** START **
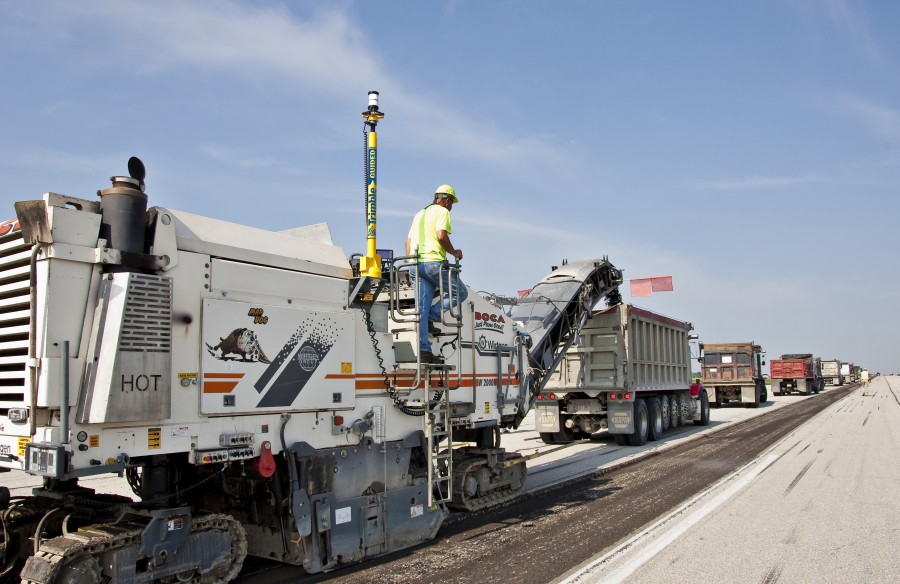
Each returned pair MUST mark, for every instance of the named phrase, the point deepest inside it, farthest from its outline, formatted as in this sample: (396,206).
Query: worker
** END **
** START **
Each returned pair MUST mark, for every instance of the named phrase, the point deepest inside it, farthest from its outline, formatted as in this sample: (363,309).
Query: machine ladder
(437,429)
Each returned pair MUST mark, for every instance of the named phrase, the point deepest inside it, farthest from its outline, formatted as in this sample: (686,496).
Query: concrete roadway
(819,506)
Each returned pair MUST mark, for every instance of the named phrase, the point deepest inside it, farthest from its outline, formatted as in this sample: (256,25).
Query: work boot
** END **
Challenge.
Rewrite the items from the line with "this sample: (396,206)." up to and including the line with "Query: worker", replacing "worker" with "safety cone" and leaving everything else unchanged. Return only those lines.

Complete answer.
Each returned pair MUST mark, for every instance of the named phrase, the point deepest inside it, farthest from its outline, formatted as in this sample: (396,206).
Query: safety cone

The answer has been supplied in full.